=== PROBLEM TO WORK ON ===
Read the data and repeat all of it exactly.

* * *

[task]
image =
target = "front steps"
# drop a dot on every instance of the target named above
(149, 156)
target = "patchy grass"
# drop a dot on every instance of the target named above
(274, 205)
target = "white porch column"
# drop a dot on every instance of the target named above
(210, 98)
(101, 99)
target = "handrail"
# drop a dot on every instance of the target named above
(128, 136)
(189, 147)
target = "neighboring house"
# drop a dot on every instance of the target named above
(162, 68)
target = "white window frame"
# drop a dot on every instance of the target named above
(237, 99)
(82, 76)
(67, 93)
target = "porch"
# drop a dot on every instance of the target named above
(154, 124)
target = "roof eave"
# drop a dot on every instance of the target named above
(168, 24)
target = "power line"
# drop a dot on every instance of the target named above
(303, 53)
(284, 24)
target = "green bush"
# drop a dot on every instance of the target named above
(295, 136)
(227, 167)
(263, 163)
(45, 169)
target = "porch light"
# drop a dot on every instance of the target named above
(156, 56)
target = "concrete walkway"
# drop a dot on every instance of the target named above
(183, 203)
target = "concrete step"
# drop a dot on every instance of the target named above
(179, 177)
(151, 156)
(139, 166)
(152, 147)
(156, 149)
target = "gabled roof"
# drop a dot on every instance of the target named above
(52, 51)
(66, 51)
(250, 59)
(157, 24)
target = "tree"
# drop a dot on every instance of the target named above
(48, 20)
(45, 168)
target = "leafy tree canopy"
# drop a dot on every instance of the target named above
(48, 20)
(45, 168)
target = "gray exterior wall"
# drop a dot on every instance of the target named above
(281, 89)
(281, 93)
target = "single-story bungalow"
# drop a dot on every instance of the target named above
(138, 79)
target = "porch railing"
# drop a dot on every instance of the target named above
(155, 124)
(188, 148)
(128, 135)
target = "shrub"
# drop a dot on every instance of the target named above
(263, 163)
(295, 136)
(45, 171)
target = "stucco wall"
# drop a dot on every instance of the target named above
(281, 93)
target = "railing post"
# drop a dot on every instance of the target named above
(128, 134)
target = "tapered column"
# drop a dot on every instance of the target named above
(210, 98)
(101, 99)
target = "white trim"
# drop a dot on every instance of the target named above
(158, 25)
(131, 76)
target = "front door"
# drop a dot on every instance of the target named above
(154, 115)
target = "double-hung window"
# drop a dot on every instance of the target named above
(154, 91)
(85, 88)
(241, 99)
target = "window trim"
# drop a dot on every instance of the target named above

* * *

=== ANSWER TO THIS EXERCISE ===
[task]
image =
target = "front steps"
# drop a dot on every instance of the target named above
(149, 156)
target = "patchy grass"
# drop a dot on every instance of the target named above
(274, 205)
target = "white porch column"
# drop a dot on every instance of the target named above
(210, 98)
(101, 99)
target = "handrail"
# drop a dot on every instance of the target named above
(128, 136)
(189, 147)
target = "neighboring house"
# drop a dot on every instance of the target named above
(162, 68)
target = "white window frame"
# drop a dot on every instance of the target named above
(237, 99)
(82, 76)
(67, 93)
target = "porch"
# drop a dot on every instance of the target named above
(154, 124)
target = "roof eave"
# drop a dot on every instance of the target named above
(168, 24)
target = "power line"
# drop a dot on every instance of the target named above
(303, 53)
(284, 24)
target = "green bush"
# drop a dot on every instance of the target named above
(295, 136)
(227, 167)
(263, 163)
(45, 169)
target = "porch light"
# drop a dot on every instance of the target named above
(156, 56)
target = "concrete walkway"
# drop a dot on every instance of the target named above
(183, 203)
target = "concrete step"
# drop a dot on every instance of the target named above
(179, 177)
(151, 156)
(139, 166)
(152, 147)
(156, 149)
target = "gabled roof"
# drop a dot on every instance of the target named above
(52, 51)
(66, 51)
(250, 59)
(157, 24)
target = "tree"
# drop a dot on every instance of the target named above
(48, 20)
(45, 168)
target = "leafy tree canopy"
# drop a dot on every instance of the target named above
(48, 20)
(45, 168)
target = "gray exterior wall"
# drop a dot on every instance of the target named above
(281, 89)
(281, 93)
target = "single-story bungalow"
# drop a dot on every instance of the target named above
(138, 79)
target = "porch railing"
# drop a dot on every instance of the target named above
(155, 124)
(188, 148)
(128, 135)
target = "shrub"
# drop a dot on every instance of the target named above
(263, 163)
(295, 136)
(45, 171)
target = "stucco wall"
# drop a dot on every instance of the target named above
(281, 93)
target = "railing post"
# drop a dot on every instance of the target named above
(128, 134)
target = "tapered column"
# drop a dot on every instance of the target named above
(210, 98)
(101, 99)
target = "white trim"
# drop a dot on every instance of the target named above
(158, 25)
(131, 76)
target = "front door"
# drop a dot on every instance of the target named above
(154, 115)
target = "double-hung window"
# drop a dot on every instance of the target named above
(154, 91)
(85, 88)
(241, 99)
target = "window trim"
# drop a dot on every instance of the target named above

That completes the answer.